When you copy the listing, reproduce each line as it appears and omit every image.

*** Opening Recorded information ***

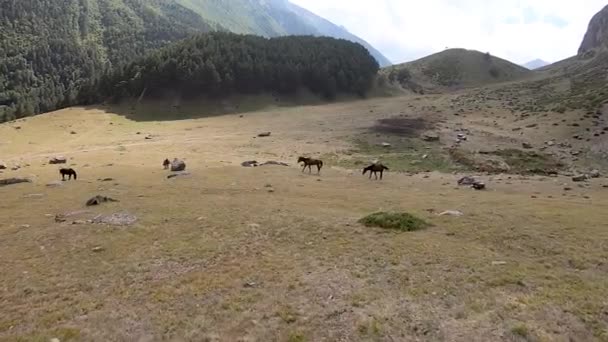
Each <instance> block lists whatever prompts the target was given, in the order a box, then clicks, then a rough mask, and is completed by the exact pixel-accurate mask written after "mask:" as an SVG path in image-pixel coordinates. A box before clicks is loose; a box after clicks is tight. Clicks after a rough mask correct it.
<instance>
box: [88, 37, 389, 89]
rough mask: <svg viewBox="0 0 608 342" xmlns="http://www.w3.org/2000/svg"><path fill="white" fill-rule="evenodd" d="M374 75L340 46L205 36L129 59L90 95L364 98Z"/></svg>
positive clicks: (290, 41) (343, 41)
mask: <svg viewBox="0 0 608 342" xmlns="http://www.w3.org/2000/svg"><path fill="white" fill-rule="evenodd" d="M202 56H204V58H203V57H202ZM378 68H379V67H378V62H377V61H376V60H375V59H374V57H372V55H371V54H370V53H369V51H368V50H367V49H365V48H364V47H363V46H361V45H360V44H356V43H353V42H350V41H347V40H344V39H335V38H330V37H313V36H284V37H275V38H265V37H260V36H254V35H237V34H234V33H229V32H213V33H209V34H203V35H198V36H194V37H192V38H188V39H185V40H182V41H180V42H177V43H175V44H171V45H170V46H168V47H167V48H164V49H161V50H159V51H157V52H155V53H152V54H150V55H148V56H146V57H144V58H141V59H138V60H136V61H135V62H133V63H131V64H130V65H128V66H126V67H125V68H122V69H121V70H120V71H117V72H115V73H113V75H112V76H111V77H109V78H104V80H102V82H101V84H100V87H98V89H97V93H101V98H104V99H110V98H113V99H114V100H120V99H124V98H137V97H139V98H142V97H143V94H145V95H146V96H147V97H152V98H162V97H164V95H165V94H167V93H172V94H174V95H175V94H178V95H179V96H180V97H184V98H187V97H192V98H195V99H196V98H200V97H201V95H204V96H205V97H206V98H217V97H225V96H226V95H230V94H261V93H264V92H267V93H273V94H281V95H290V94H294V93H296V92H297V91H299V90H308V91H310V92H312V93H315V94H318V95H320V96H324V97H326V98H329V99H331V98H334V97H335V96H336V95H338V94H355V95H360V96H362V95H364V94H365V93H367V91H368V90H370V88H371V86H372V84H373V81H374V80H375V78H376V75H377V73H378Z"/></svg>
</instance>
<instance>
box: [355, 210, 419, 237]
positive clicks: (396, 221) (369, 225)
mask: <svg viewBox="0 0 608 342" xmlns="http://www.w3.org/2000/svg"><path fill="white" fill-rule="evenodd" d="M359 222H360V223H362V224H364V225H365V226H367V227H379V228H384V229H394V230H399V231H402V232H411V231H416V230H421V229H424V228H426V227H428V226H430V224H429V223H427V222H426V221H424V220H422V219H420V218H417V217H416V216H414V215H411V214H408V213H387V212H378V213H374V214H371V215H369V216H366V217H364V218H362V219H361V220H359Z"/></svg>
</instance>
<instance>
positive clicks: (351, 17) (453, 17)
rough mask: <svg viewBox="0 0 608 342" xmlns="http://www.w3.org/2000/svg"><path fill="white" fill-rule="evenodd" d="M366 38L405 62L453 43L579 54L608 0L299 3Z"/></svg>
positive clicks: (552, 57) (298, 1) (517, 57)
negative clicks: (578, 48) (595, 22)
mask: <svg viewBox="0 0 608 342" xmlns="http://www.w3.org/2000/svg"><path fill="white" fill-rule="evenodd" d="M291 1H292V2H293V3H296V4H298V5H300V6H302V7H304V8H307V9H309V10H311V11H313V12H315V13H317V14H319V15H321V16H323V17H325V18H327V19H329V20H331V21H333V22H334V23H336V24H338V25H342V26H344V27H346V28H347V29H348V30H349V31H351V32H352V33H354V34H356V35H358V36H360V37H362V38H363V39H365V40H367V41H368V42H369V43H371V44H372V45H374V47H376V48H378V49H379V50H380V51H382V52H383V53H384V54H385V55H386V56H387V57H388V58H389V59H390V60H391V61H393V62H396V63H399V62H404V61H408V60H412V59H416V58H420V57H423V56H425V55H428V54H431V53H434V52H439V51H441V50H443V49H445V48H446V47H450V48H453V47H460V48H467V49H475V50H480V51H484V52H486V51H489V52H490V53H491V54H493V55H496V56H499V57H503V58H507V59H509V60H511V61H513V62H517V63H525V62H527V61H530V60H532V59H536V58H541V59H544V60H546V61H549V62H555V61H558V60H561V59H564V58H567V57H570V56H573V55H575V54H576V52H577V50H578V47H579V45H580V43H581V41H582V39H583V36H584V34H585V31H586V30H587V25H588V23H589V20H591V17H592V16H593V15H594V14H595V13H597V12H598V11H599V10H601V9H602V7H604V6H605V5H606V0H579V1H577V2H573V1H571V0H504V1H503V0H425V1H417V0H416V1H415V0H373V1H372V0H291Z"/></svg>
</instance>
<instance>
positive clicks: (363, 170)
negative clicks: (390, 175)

*** Closing Recorded information ***

### Response to this task
Each <instance> block lists whatever prompts the target was given, in the order a box, then clicks, then a rough mask, and is completed by the exact pixel-accurate mask written after "mask:" as an SVG path in image-pixel coordinates. A box before clicks is loose; a box after clicks is tight. Clicks after a rough mask correct it.
<instance>
box: [88, 37, 389, 89]
rough mask: <svg viewBox="0 0 608 342" xmlns="http://www.w3.org/2000/svg"><path fill="white" fill-rule="evenodd" d="M374 75L340 46L205 36L129 59L90 95L364 98Z"/></svg>
positive clicks: (290, 41) (343, 41)
mask: <svg viewBox="0 0 608 342" xmlns="http://www.w3.org/2000/svg"><path fill="white" fill-rule="evenodd" d="M202 56H204V58H203V57H202ZM378 68H379V67H378V62H377V61H376V60H375V59H374V57H372V55H371V54H370V53H369V51H368V50H367V49H365V48H364V47H363V46H361V45H360V44H356V43H353V42H350V41H347V40H344V39H335V38H330V37H313V36H284V37H275V38H265V37H260V36H254V35H237V34H234V33H229V32H213V33H209V34H203V35H198V36H194V37H192V38H188V39H185V40H182V41H180V42H177V43H175V44H171V45H170V46H168V47H167V48H164V49H161V50H159V51H157V52H155V53H152V54H150V55H148V56H146V57H144V58H141V59H138V60H136V61H135V62H133V63H131V64H130V65H128V66H126V67H125V68H122V69H121V70H120V71H117V72H115V73H113V75H112V76H111V77H109V78H104V80H102V82H101V84H100V87H98V89H97V93H101V98H104V99H110V98H113V99H114V100H120V99H124V98H137V97H139V98H142V97H143V94H145V95H146V96H147V97H152V98H162V97H164V95H165V94H167V93H172V94H174V95H175V94H178V95H179V96H180V97H184V98H187V97H192V98H195V99H196V98H200V97H201V95H204V96H205V97H206V98H217V97H225V96H226V95H230V94H261V93H264V92H267V93H273V94H281V95H290V94H294V93H296V92H297V91H299V90H308V91H310V92H312V93H315V94H318V95H320V96H324V97H326V98H329V99H331V98H334V97H335V96H336V95H338V94H355V95H360V96H362V95H364V94H365V93H367V91H368V90H370V88H371V86H372V84H373V81H374V80H375V78H376V75H377V73H378Z"/></svg>
</instance>
<instance>
box: [355, 210, 419, 237]
positive clicks: (396, 221) (369, 225)
mask: <svg viewBox="0 0 608 342" xmlns="http://www.w3.org/2000/svg"><path fill="white" fill-rule="evenodd" d="M359 222H360V223H362V224H364V225H365V226H367V227H379V228H384V229H394V230H399V231H402V232H411V231H416V230H421V229H424V228H426V227H428V226H430V224H429V223H427V222H426V221H424V220H422V219H420V218H417V217H416V216H414V215H411V214H408V213H387V212H378V213H374V214H371V215H369V216H366V217H364V218H362V219H361V220H359Z"/></svg>
</instance>
<instance>
positive clicks: (351, 17) (453, 17)
rough mask: <svg viewBox="0 0 608 342" xmlns="http://www.w3.org/2000/svg"><path fill="white" fill-rule="evenodd" d="M366 38L405 62L453 43L579 54L608 0L299 3Z"/></svg>
positive clicks: (552, 57) (298, 1) (517, 57)
negative clicks: (578, 48) (595, 22)
mask: <svg viewBox="0 0 608 342" xmlns="http://www.w3.org/2000/svg"><path fill="white" fill-rule="evenodd" d="M291 1H292V2H293V3H296V4H298V5H300V6H302V7H304V8H307V9H309V10H311V11H313V12H315V13H317V14H319V15H321V16H323V17H325V18H327V19H329V20H331V21H333V22H334V23H336V24H338V25H342V26H344V27H346V28H347V29H348V30H349V31H351V32H352V33H354V34H356V35H358V36H360V37H362V38H363V39H365V40H367V41H368V42H369V43H371V44H372V45H374V47H376V48H378V49H379V50H380V51H382V52H383V53H384V54H385V55H386V56H387V57H388V58H389V59H390V60H391V61H393V62H396V63H399V62H404V61H408V60H412V59H416V58H420V57H423V56H425V55H428V54H431V53H434V52H439V51H441V50H443V49H445V48H446V47H450V48H453V47H460V48H467V49H475V50H480V51H484V52H486V51H489V52H490V53H491V54H493V55H496V56H499V57H503V58H507V59H509V60H511V61H513V62H517V63H525V62H527V61H530V60H532V59H536V58H541V59H544V60H546V61H549V62H555V61H558V60H561V59H564V58H567V57H570V56H573V55H575V54H576V52H577V50H578V47H579V45H580V43H581V41H582V39H583V36H584V34H585V31H586V30H587V25H588V23H589V20H591V17H592V16H593V15H594V14H595V13H597V12H598V11H599V10H601V9H602V7H604V6H605V5H606V0H579V1H577V2H573V1H571V0H504V1H503V0H425V1H417V0H416V1H415V0H373V1H372V0H291Z"/></svg>
</instance>
<instance>
positive clicks: (363, 170)
negative clicks: (390, 175)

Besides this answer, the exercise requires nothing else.